* [Given task] Please rewrite the data below as a numbered list, leaving out any blank lines.

* [Stored records]
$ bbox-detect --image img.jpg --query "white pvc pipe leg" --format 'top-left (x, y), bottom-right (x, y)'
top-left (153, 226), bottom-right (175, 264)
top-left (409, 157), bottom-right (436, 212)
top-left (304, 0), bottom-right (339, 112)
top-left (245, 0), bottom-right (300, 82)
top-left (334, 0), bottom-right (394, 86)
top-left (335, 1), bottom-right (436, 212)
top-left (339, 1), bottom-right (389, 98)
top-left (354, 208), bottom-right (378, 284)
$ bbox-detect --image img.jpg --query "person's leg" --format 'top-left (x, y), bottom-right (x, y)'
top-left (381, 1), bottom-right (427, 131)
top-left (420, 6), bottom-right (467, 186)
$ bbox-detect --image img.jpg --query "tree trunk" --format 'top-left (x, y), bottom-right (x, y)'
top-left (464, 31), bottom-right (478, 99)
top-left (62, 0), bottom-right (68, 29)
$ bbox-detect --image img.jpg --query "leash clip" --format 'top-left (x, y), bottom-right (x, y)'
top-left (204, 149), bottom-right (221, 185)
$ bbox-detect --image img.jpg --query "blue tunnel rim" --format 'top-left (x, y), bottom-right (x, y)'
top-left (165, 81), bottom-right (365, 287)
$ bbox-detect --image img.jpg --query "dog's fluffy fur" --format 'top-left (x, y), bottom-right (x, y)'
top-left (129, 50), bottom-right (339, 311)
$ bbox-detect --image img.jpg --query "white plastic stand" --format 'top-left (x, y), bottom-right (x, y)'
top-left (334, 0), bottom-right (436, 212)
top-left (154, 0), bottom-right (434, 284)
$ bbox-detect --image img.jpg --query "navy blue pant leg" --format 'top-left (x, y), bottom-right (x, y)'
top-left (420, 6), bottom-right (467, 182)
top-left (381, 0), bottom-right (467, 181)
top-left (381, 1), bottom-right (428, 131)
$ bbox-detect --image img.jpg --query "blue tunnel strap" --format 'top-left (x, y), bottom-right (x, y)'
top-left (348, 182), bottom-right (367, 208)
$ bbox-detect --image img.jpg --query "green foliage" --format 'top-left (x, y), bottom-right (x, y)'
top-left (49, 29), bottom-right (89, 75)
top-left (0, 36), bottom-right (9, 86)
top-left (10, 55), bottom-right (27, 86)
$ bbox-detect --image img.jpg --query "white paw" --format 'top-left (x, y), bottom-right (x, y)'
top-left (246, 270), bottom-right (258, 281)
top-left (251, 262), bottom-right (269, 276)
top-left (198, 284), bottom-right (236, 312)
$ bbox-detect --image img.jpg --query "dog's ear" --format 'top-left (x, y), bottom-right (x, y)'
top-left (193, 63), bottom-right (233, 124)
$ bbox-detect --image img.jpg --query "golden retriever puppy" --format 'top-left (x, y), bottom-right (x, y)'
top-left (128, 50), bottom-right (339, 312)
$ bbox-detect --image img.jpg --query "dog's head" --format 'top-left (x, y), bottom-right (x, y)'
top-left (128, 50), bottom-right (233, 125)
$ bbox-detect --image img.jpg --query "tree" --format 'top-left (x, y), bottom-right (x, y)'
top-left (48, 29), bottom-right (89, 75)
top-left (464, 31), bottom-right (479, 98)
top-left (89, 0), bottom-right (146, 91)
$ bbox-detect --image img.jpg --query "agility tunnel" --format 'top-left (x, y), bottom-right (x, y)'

* [Solution to this problem]
1. $ bbox-detect --image img.jpg --query "white pvc pipe leg" --format 'top-left (x, y), bottom-right (x, y)'
2. top-left (153, 226), bottom-right (175, 264)
3. top-left (409, 157), bottom-right (436, 212)
4. top-left (304, 0), bottom-right (339, 112)
5. top-left (245, 0), bottom-right (300, 82)
6. top-left (334, 0), bottom-right (394, 86)
7. top-left (335, 1), bottom-right (436, 212)
8. top-left (339, 1), bottom-right (389, 98)
9. top-left (354, 208), bottom-right (378, 284)
10. $ bbox-detect --image img.jpg --query "person's leg" --format 'top-left (x, y), bottom-right (x, y)'
11. top-left (381, 1), bottom-right (427, 131)
12. top-left (420, 6), bottom-right (467, 186)
13. $ bbox-detect --image img.jpg --query "tree trunk" --format 'top-left (x, y), bottom-right (x, y)'
14. top-left (464, 31), bottom-right (478, 99)
15. top-left (62, 0), bottom-right (68, 29)
16. $ bbox-detect --image img.jpg --query "leash clip" --format 'top-left (x, y), bottom-right (x, y)'
17. top-left (204, 149), bottom-right (221, 185)
18. $ bbox-detect --image img.jpg --query "blue tunnel rim" --format 'top-left (x, y), bottom-right (x, y)'
19. top-left (165, 81), bottom-right (365, 287)
20. $ bbox-detect --image img.jpg --query "dog's fluffy fur" --format 'top-left (x, y), bottom-right (x, y)'
21. top-left (129, 50), bottom-right (339, 311)
22. $ bbox-detect --image img.jpg --query "white plastic stand" --format 'top-left (x, y), bottom-right (x, y)'
23. top-left (334, 0), bottom-right (436, 212)
24. top-left (154, 0), bottom-right (434, 284)
25. $ bbox-detect --image img.jpg --query "navy blue pant leg" --format 'top-left (x, y), bottom-right (x, y)'
26. top-left (420, 6), bottom-right (467, 182)
27. top-left (381, 0), bottom-right (467, 181)
28. top-left (381, 1), bottom-right (428, 131)
29. $ bbox-detect --image img.jpg --query "blue tunnel strap" --format 'top-left (x, y), bottom-right (x, y)'
30. top-left (348, 182), bottom-right (367, 208)
31. $ bbox-detect --image img.jpg --query "green foliage" --format 'top-left (x, y), bottom-right (x, y)'
32. top-left (49, 29), bottom-right (89, 75)
33. top-left (0, 36), bottom-right (9, 86)
34. top-left (10, 55), bottom-right (27, 86)
35. $ bbox-detect --image img.jpg --query "white paw" --format 'top-left (x, y), bottom-right (x, y)'
36. top-left (246, 270), bottom-right (258, 281)
37. top-left (251, 262), bottom-right (269, 276)
38. top-left (198, 284), bottom-right (236, 312)
39. $ bbox-detect --image img.jpg --query "dog's ear" --format 'top-left (x, y), bottom-right (x, y)'
40. top-left (193, 63), bottom-right (233, 124)
41. $ bbox-detect --image img.jpg --query "golden retriever puppy" --format 'top-left (x, y), bottom-right (x, y)'
42. top-left (128, 50), bottom-right (339, 312)
43. $ bbox-detect --image img.jpg --query "dog's head" --format 'top-left (x, y), bottom-right (x, y)'
44. top-left (128, 50), bottom-right (233, 125)
45. $ bbox-detect --image img.jpg --query "tree" --format 'top-left (x, y), bottom-right (x, y)'
46. top-left (48, 29), bottom-right (89, 75)
47. top-left (464, 31), bottom-right (479, 98)
48. top-left (89, 0), bottom-right (146, 91)
49. $ bbox-detect --image img.jpg --query "agility tunnel" --format 'top-left (x, y), bottom-right (x, y)'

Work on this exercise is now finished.